**Problem:**
Write out every one of the records below word for word, leaving out the pictures.

**Data:**
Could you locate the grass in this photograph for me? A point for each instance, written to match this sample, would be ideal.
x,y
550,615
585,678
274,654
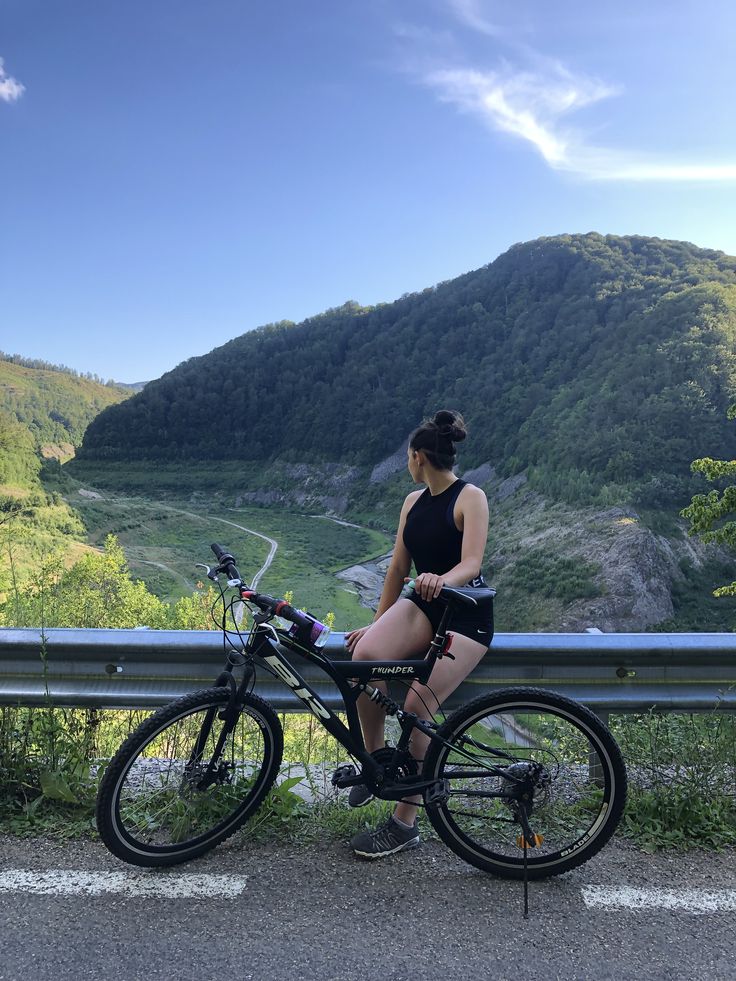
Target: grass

**Final result:**
Could you locate the grass in this photograph for me? A point for each instance, written to match this sample, would be ideal.
x,y
550,615
585,678
274,654
Target: grass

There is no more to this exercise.